» Exercise objective
For the records below, give the number of lines where the string "wheel" occurs. Include nothing else.

» Dataset excerpts

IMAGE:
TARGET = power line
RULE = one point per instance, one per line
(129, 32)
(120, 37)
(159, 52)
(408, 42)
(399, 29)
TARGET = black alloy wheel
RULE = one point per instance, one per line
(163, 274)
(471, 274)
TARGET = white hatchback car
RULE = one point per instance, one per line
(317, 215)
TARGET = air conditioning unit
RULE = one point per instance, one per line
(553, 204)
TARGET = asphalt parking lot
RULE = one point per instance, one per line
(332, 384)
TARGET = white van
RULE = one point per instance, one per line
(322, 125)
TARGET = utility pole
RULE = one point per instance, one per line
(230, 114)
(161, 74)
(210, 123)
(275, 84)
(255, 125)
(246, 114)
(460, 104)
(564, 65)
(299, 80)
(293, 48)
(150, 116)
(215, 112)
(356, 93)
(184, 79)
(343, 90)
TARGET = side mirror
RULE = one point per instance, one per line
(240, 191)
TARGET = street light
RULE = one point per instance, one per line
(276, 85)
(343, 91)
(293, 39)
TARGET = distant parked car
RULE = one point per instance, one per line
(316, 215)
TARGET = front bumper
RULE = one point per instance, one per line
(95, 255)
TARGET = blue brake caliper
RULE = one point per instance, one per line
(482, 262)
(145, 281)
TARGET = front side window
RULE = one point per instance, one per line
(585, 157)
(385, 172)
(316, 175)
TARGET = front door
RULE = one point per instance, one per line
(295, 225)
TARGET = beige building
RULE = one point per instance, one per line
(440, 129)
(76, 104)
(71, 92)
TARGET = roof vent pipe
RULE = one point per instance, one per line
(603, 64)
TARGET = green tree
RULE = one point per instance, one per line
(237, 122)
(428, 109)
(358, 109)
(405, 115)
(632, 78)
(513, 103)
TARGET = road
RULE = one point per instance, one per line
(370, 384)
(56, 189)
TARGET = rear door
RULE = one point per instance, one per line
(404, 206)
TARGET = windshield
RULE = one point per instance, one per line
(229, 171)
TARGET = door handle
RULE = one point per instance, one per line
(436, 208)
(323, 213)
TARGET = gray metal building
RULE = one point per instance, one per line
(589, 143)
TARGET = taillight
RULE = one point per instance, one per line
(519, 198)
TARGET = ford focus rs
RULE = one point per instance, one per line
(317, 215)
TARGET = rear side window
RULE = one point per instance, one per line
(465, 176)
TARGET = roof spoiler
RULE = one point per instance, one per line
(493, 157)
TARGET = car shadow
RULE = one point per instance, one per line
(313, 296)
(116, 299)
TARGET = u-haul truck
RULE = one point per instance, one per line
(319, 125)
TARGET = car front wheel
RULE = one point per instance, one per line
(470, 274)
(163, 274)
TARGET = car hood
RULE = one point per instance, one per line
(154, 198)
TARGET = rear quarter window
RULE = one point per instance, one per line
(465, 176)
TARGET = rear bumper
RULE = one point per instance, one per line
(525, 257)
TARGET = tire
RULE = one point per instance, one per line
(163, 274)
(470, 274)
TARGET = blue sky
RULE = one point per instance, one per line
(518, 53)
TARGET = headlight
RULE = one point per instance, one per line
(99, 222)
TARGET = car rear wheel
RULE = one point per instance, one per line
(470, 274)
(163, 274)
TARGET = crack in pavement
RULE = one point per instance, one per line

---

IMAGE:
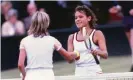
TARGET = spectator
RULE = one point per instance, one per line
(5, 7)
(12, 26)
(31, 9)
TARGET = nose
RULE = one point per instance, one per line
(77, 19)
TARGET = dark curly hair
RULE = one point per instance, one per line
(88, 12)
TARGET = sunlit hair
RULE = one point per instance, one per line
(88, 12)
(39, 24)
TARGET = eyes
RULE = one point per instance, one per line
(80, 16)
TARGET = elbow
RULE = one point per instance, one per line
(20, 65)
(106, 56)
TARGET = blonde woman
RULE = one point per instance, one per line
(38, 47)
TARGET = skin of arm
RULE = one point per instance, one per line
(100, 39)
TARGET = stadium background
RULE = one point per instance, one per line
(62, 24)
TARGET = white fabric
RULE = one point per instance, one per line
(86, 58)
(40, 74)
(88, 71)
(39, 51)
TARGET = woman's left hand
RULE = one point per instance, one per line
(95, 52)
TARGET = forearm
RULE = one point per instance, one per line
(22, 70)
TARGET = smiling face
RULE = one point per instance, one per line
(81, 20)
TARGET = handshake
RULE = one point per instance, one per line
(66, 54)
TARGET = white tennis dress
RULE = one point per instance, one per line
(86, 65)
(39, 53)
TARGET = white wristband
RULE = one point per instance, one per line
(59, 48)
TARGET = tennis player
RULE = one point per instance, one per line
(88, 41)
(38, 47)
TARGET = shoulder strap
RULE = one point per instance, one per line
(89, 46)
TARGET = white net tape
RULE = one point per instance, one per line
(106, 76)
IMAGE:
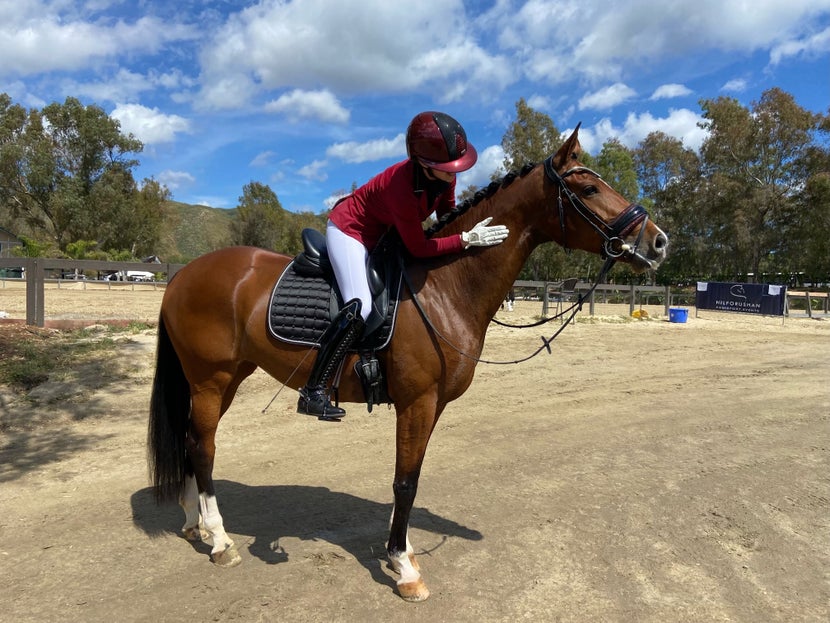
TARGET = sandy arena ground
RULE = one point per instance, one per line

» Response for this exercise
3